Pull out every one of the lines below that contains the string "wooden", matching case exactly, and copy each in full.
⟨
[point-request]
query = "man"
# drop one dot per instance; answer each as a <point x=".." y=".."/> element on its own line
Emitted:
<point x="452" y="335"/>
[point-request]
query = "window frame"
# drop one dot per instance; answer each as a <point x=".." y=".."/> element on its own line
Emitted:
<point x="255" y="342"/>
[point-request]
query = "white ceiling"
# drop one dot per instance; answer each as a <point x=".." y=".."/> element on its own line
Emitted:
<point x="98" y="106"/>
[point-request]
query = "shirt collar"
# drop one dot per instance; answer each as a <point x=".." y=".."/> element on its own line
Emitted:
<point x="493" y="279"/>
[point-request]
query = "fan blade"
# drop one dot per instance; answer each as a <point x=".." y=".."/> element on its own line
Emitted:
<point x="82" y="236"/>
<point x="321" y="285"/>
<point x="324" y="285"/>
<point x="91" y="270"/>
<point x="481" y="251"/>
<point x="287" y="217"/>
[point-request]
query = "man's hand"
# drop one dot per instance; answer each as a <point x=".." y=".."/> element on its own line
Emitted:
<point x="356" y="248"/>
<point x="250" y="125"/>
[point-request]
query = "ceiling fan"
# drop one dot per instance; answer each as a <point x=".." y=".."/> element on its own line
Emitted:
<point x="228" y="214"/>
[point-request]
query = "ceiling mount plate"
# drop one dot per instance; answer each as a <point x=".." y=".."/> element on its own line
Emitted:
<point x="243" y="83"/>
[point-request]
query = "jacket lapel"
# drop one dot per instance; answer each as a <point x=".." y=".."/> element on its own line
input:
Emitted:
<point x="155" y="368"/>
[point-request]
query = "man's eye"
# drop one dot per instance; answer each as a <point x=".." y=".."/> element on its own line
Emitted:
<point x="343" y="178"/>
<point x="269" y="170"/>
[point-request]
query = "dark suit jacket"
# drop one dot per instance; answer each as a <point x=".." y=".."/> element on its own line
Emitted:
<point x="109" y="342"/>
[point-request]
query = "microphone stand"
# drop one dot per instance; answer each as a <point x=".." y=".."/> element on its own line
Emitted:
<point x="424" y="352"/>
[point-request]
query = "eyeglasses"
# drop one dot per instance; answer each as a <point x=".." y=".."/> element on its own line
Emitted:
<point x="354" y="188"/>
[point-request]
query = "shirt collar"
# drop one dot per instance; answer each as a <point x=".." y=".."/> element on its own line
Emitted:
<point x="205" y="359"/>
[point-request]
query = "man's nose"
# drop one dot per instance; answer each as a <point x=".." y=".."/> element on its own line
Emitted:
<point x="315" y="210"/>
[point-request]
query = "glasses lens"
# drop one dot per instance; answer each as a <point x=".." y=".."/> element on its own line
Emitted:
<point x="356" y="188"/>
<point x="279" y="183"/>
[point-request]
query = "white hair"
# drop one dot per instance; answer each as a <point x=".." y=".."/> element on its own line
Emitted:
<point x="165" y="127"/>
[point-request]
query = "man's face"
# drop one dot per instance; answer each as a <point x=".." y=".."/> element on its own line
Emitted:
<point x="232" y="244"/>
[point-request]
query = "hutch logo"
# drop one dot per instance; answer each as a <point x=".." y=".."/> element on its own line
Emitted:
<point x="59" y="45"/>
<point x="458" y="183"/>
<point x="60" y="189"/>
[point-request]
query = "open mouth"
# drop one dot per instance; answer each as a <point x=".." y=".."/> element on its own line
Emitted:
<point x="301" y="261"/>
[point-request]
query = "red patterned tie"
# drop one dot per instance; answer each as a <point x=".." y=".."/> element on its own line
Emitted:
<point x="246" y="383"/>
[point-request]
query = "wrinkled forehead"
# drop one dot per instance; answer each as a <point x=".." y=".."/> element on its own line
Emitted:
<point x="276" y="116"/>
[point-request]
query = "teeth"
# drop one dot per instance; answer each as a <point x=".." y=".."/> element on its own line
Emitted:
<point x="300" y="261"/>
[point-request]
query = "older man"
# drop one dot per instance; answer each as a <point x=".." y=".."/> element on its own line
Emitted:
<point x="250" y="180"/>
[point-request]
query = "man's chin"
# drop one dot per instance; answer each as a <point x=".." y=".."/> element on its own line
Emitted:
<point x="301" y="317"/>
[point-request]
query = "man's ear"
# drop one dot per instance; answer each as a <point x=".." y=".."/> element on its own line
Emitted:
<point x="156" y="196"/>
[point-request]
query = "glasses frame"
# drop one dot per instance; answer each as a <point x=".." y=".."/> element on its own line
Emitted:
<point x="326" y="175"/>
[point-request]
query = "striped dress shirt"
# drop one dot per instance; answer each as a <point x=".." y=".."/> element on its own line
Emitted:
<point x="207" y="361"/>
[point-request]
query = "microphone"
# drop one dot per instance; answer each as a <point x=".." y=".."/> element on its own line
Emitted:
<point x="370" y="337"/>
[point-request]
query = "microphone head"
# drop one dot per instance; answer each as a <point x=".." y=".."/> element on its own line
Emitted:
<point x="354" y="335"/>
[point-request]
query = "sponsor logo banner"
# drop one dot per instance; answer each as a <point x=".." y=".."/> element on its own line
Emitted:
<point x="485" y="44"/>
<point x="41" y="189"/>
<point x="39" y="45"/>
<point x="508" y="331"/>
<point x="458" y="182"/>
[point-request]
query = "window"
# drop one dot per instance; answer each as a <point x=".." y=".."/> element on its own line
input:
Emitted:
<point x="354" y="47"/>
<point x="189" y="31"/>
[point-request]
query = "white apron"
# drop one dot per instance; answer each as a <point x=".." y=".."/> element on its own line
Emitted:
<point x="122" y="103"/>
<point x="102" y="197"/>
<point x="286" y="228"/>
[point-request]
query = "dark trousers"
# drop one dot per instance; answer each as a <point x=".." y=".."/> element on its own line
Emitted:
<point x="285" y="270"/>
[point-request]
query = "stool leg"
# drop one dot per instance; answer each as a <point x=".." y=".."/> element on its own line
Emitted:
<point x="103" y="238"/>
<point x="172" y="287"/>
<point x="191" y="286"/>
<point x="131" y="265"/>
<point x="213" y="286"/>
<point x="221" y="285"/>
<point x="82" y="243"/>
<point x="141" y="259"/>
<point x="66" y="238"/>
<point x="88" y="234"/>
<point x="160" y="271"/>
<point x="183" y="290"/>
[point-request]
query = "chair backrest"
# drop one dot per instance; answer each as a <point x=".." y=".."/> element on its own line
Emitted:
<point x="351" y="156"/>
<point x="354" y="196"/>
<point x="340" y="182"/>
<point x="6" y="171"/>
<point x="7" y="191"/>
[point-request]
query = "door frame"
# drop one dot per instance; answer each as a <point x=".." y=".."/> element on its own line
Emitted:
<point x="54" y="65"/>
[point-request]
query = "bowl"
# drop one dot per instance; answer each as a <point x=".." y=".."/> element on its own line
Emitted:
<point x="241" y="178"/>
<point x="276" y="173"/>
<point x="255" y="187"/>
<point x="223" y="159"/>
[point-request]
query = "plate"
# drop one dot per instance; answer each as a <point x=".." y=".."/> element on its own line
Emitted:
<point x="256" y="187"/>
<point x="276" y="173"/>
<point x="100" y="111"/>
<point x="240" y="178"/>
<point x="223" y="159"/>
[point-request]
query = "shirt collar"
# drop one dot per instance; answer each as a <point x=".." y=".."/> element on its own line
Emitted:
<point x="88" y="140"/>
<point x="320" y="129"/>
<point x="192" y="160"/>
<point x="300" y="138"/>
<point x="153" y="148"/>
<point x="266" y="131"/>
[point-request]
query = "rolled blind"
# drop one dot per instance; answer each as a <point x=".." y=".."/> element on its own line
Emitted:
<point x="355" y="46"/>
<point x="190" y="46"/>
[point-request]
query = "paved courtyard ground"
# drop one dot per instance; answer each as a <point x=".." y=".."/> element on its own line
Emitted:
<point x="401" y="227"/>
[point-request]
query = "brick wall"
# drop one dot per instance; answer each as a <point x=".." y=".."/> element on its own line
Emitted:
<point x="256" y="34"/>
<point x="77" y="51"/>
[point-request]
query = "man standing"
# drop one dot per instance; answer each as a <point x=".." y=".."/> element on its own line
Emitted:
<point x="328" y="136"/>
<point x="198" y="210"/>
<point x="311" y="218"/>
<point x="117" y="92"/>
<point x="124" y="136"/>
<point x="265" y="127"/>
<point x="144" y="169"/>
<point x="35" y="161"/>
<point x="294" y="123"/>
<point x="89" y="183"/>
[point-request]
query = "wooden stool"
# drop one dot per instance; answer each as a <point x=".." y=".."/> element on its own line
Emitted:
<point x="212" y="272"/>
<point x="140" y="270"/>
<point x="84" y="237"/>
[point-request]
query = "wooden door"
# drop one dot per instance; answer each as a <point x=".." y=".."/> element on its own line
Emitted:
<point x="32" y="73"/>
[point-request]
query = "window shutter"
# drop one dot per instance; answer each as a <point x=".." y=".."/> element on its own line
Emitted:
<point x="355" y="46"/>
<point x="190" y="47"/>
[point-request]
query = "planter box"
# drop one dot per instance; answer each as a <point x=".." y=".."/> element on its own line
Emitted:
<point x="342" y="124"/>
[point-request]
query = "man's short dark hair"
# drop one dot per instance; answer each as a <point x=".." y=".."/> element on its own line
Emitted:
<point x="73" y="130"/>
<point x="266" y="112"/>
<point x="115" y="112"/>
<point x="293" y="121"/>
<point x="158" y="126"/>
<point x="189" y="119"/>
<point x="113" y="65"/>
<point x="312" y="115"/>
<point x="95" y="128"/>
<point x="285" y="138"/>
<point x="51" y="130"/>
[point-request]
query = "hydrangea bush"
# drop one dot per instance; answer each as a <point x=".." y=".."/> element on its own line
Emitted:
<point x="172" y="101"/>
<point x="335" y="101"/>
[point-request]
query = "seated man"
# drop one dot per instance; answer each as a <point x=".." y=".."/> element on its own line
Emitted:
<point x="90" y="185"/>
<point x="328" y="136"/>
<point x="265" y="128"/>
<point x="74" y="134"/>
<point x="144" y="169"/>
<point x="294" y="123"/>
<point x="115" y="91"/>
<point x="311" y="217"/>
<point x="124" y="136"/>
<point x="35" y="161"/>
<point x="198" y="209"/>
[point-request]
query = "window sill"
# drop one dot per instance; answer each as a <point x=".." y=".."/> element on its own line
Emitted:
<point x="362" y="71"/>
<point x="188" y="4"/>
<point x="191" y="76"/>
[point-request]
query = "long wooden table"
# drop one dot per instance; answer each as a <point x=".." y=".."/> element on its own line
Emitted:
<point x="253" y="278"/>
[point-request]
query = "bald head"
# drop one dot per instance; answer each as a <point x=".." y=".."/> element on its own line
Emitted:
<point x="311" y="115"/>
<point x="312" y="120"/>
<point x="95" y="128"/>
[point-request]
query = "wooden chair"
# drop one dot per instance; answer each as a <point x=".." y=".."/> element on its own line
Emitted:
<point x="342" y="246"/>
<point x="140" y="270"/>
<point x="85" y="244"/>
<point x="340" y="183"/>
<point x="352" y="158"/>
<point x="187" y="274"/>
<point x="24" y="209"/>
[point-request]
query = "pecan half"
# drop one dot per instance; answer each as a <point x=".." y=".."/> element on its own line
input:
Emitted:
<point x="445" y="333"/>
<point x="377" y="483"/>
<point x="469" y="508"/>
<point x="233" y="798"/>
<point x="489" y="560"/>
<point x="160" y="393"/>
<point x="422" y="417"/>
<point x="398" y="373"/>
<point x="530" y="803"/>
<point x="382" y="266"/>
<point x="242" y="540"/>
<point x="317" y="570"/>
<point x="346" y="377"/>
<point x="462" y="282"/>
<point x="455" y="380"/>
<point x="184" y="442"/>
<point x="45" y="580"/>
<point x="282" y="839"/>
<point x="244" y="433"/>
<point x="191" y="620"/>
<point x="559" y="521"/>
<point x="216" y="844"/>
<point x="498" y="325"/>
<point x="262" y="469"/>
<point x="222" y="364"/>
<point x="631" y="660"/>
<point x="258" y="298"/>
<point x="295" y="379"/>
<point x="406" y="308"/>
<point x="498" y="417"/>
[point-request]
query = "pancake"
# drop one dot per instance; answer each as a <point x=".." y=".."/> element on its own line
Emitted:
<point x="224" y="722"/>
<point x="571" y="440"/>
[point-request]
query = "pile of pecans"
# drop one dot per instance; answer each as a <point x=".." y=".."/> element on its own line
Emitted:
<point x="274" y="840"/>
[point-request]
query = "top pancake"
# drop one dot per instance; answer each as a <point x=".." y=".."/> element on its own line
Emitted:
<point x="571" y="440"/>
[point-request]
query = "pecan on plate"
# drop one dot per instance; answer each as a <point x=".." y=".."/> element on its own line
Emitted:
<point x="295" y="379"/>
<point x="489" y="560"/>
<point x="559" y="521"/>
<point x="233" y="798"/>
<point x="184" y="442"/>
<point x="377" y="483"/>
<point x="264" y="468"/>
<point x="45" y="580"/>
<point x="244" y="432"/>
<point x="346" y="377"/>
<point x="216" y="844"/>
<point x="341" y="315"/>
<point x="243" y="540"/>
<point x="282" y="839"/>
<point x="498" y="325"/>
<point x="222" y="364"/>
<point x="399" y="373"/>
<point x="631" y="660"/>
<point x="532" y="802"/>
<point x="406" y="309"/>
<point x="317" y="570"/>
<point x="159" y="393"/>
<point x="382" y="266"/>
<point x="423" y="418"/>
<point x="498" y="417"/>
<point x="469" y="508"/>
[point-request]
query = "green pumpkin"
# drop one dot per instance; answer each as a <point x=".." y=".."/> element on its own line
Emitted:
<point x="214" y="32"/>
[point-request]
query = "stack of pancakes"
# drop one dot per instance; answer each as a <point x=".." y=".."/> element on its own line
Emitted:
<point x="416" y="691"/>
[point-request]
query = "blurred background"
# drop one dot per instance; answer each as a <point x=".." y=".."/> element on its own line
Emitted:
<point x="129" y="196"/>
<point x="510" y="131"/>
⟩
**THE RESPONSE:**
query = "wooden stool"
query = "wooden door"
query = "long wooden table"
query = "wooden chair"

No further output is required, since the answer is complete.